■ Passage shown
Graph Analysis of Last.FM data.¶

Graph analysis is performed in an attempt to better understand the listening habitats of the Last.FM users. Three undirected graphs \(G(N, E)\) are constructed that consists of a finite set of nodes \(N\) and a finite set of edges \(E\). With each edge E of G, there will be an associated real number \(w(E)\), called its weight.

Graph_1 takes advantage of the present \(friend \longleftrightarrow friend\) relationships detailed in the data. As this is a friendship relationship rather than a follow relationships, the graph is undirected. In this case, \(W(E)= 1 \)

Currently, there is \( user \longleftrightarrow artist \) relationships present in the data. In order to analyse this occurrence, we project this bipartite area of interest into a monopartite sub-graph. Graph_2 contains \( user \longleftrightarrow user \) edges where \(w(E)= CA\)

where \(CA\) is the number of common artists between users.

As is evident so far in this investigation, the are a large number of tags (11946) and these user-submitted semantic categories often contain overlap or are junk. We construct Graph_3 in attempt to find “super tags” i.e. novel tags that effectively covers numerous sub-tags in an attempt to remove redundancy. We believe this may also improve Last.fm’s recommendation system if these novel tags were part of the system. Graph_3 contains \(tag \longleftrightarrow tag\) relationships where \(w(E)\)= number of common artists. If two tags have no overlapping artists, there exists no relationship.

In this investigation, all the graph algorithms described above besides Label propagation are performed on Graph_1 and Graph_2. We will only use Label propagation on Graph_3

Importing libraries and Data files¶

import networkx as nx
from collections import defaultdict
import os
import itertools
import seaborn as sns
import collections
import matplotlib.cm as cm
import matplotlib.pyplot as plt
import ast
! pip install python-louvain
import community as cp
import community as community_louvain

Requirement already satisfied: python-louvain in /opt/hostedtoolcache/Python/3.7.12/x64/lib/python3.7/site-packages (0.15)
Requirement already satisfied: networkx in /opt/hostedtoolcache/Python/3.7.12/x64/lib/python3.7/site-packages (from python-louvain) (2.6.3)

■ Provided records
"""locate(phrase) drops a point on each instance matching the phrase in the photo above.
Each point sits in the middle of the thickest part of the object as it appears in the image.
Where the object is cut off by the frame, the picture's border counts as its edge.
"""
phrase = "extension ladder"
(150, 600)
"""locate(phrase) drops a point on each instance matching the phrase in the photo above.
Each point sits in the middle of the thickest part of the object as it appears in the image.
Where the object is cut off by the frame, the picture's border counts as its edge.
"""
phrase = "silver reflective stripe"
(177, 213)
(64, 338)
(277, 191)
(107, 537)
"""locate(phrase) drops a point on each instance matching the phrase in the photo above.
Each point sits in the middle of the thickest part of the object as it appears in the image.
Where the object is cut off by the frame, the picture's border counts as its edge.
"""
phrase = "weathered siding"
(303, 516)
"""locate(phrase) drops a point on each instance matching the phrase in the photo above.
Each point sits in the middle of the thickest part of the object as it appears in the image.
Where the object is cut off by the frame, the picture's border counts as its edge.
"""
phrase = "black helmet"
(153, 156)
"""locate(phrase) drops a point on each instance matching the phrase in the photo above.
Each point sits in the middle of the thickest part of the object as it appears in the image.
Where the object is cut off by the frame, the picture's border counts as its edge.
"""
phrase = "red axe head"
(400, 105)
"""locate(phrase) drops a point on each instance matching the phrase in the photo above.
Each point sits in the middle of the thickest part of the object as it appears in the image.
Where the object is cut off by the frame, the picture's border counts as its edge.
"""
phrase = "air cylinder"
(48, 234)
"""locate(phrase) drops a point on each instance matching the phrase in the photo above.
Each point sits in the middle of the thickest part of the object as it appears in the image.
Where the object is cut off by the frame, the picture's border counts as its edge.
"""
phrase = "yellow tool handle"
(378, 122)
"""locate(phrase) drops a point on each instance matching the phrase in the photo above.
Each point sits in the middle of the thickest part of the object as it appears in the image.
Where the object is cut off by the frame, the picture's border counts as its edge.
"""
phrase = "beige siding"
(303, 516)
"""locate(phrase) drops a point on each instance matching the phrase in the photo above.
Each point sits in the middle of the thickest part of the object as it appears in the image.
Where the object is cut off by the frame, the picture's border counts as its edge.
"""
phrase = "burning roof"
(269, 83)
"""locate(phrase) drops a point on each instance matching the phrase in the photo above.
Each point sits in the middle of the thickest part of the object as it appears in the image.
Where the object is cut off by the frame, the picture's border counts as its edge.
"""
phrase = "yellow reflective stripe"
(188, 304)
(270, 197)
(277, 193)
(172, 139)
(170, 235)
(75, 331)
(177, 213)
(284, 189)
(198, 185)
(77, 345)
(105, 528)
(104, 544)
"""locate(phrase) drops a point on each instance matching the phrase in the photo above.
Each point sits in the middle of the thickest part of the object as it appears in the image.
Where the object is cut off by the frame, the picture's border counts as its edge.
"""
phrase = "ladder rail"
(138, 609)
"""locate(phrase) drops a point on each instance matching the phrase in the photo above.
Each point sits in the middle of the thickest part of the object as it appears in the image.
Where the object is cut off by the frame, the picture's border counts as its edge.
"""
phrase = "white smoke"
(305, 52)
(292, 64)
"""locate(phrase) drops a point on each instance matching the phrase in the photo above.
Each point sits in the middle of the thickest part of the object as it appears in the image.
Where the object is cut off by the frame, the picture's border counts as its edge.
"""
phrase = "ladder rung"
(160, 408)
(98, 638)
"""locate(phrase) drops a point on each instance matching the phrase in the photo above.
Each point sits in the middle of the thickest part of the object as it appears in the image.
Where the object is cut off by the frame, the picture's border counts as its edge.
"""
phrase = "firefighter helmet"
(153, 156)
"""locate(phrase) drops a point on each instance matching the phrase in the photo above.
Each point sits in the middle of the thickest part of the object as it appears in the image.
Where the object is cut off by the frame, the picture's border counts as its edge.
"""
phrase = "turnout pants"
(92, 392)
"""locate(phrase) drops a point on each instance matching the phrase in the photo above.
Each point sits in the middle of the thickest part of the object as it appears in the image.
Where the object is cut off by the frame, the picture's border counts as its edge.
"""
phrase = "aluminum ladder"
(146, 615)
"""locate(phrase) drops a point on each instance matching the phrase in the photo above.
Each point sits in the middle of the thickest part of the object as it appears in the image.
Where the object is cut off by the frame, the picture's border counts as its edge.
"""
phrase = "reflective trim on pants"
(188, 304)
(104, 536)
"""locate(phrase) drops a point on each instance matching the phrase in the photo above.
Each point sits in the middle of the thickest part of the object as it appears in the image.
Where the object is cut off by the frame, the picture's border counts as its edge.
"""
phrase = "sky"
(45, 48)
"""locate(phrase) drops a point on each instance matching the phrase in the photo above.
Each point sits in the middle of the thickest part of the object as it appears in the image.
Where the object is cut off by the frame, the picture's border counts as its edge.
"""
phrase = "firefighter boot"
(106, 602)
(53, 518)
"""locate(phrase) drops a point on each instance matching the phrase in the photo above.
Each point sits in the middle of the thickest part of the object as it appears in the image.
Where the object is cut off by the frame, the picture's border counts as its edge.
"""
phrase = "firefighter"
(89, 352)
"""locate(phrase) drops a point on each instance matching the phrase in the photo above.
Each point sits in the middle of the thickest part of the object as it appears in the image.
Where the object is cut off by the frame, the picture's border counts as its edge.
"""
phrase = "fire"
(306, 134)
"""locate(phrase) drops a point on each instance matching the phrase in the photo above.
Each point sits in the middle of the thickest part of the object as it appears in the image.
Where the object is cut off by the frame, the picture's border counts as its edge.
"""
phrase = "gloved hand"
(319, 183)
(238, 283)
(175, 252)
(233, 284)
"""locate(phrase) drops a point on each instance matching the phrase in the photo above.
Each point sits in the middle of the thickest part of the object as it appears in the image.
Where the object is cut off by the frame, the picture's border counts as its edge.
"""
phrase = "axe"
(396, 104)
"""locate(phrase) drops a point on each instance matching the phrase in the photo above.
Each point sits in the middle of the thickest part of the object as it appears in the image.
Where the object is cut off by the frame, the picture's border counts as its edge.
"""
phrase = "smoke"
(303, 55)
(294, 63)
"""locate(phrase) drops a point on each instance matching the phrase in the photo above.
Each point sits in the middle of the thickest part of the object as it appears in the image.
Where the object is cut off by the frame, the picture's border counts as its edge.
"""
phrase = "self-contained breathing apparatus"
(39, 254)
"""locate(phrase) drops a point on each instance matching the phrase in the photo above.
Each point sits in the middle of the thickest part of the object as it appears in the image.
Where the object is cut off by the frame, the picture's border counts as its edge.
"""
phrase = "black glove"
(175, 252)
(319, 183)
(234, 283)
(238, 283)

■ Problem set
1 - According to the Last.FM graph analysis, how many tags are in the data?
2 - Repeat the Last.FM graph analysis word for word, starting at "Graph analysis is" and ending at "where \(w(E)= CA\)".
The records come from a different source than the text.

■ Answers for this exercise
1 - 11946

2 -
Graph analysis is performed in an attempt to better understand the listening habitats of the Last.FM users. Three undirected graphs \(G(N, E)\) are constructed that consists of a finite set of nodes \(N\) and a finite set of edges \(E\). With each edge E of G, there will be an associated real number \(w(E)\), called its weight.

Graph_1 takes advantage of the present \(friend \longleftrightarrow friend\) relationships detailed in the data. As this is a friendship relationship rather than a follow relationships, the graph is undirected. In this case, \(W(E)= 1 \)

Currently, there is \( user \longleftrightarrow artist \) relationships present in the data. In order to analyse this occurrence, we project this bipartite area of interest into a monopartite sub-graph. Graph_2 contains \( user \longleftrightarrow user \) edges where \(w(E)= CA\)